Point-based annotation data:
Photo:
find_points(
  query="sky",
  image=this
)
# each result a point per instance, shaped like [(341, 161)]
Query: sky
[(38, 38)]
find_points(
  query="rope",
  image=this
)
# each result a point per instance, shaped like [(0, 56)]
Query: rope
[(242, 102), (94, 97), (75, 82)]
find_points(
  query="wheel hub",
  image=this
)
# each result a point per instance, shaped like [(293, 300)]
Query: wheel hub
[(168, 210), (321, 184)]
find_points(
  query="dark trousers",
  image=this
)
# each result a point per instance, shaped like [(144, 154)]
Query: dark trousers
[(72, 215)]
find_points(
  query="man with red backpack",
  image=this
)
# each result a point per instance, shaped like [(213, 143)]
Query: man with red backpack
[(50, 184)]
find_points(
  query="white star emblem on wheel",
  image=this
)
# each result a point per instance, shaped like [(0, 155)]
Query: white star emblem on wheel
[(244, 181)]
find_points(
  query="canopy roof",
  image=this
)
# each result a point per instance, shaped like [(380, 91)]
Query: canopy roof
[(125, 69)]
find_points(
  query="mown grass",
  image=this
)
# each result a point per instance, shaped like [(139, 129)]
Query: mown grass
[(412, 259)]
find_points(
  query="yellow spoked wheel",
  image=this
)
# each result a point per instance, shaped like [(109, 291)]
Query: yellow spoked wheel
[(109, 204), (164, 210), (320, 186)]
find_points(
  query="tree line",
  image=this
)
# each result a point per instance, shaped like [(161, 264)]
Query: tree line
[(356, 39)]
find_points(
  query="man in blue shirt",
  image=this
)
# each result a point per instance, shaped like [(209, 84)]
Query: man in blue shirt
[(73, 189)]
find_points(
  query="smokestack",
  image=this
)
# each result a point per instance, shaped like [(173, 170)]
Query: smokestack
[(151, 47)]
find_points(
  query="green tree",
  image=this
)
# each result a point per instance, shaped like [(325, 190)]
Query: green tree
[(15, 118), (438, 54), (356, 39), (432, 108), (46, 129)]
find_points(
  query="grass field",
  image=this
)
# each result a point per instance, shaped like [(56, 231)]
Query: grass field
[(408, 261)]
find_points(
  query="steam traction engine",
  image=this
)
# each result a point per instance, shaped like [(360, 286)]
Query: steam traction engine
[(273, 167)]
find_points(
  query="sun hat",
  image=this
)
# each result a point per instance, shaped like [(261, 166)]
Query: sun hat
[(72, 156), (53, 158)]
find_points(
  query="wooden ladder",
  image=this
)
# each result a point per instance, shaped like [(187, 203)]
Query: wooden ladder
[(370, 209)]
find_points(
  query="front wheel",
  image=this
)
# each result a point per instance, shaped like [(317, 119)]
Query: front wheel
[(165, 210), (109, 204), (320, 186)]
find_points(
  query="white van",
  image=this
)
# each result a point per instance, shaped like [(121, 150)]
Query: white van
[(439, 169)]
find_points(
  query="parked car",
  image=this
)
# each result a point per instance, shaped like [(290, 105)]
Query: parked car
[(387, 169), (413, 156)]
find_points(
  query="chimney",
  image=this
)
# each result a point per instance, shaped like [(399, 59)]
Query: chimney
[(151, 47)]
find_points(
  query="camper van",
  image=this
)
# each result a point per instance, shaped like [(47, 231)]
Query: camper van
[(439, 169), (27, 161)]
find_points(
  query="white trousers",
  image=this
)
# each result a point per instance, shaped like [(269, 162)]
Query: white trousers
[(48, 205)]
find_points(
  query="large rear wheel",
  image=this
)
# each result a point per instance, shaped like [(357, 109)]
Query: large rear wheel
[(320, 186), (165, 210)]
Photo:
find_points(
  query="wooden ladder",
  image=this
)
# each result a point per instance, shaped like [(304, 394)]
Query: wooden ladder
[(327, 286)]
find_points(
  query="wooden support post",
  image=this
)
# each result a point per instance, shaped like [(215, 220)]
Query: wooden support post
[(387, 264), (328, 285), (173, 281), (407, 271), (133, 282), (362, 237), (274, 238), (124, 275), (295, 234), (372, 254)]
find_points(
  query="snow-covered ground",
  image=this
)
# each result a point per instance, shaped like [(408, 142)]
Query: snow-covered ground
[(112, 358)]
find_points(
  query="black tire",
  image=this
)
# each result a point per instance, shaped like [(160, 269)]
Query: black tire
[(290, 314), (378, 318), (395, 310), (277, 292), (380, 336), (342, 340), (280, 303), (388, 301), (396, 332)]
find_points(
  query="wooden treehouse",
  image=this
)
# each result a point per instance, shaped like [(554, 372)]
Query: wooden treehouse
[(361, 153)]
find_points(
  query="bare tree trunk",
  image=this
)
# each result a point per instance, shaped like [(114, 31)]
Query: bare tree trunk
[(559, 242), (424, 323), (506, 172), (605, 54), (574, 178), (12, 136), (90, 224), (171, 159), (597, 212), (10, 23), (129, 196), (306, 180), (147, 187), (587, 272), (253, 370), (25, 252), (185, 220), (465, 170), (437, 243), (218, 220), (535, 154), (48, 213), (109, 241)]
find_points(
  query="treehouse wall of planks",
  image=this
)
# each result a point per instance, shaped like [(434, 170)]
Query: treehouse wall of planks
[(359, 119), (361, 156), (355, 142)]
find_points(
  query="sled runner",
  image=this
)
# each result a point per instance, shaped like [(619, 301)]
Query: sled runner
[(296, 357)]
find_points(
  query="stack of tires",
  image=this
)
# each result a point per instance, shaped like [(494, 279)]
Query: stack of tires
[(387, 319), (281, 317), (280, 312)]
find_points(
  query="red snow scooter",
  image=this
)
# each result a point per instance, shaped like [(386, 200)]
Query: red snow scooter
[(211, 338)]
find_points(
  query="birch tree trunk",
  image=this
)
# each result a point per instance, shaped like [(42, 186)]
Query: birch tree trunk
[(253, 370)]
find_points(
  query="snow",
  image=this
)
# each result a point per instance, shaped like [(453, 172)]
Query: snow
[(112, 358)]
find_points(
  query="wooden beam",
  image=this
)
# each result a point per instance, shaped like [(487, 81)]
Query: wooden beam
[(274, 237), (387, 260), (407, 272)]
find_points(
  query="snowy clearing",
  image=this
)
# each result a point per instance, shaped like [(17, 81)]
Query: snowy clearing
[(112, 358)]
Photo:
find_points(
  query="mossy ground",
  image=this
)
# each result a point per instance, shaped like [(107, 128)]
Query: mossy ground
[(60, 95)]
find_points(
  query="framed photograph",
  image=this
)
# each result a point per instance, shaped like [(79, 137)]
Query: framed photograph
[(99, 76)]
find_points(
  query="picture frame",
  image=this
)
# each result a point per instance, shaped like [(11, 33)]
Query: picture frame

> [Work to be completed] Reproduce the entries verbatim, beginning with their first line and ending with the line that contains "[(356, 39)]", inclusive.

> [Response below]
Photo:
find_points(
  query="sky",
  image=this
)
# each result a point per instance, shaped like [(341, 161)]
Query: sky
[(38, 38)]
find_points(
  query="rope",
  image=this
)
# each result a point per instance, shaped like [(0, 56)]
Query: rope
[(242, 102), (94, 97), (75, 82)]
find_points(
  query="wheel hub",
  image=this
)
# each result a point per instance, shaped like [(293, 300)]
Query: wheel hub
[(168, 210), (321, 184)]
find_points(
  query="dark trousers",
  image=this
)
# each result a point per instance, shaped like [(144, 154)]
Query: dark trousers
[(72, 215)]
find_points(
  query="man with red backpack",
  image=this
)
# each result a point per instance, shaped like [(213, 143)]
Query: man with red backpack
[(50, 184)]
find_points(
  query="white star emblem on wheel",
  image=this
)
# each result a point per instance, shaped like [(0, 155)]
Query: white star emblem on wheel
[(244, 181)]
find_points(
  query="canopy roof",
  image=this
)
# each result a point per instance, shaped like [(380, 91)]
Query: canopy roof
[(125, 69)]
find_points(
  query="mown grass",
  image=this
)
# each result a point per instance, shaped like [(139, 129)]
Query: mown grass
[(412, 259)]
find_points(
  query="yellow spoked wheel",
  image=this
)
# each result a point per instance, shaped like [(109, 291)]
Query: yellow spoked wheel
[(109, 204), (164, 210), (320, 186)]
find_points(
  query="tree line",
  image=this
)
# each result a point per instance, shaped like [(161, 264)]
Query: tree line
[(356, 39)]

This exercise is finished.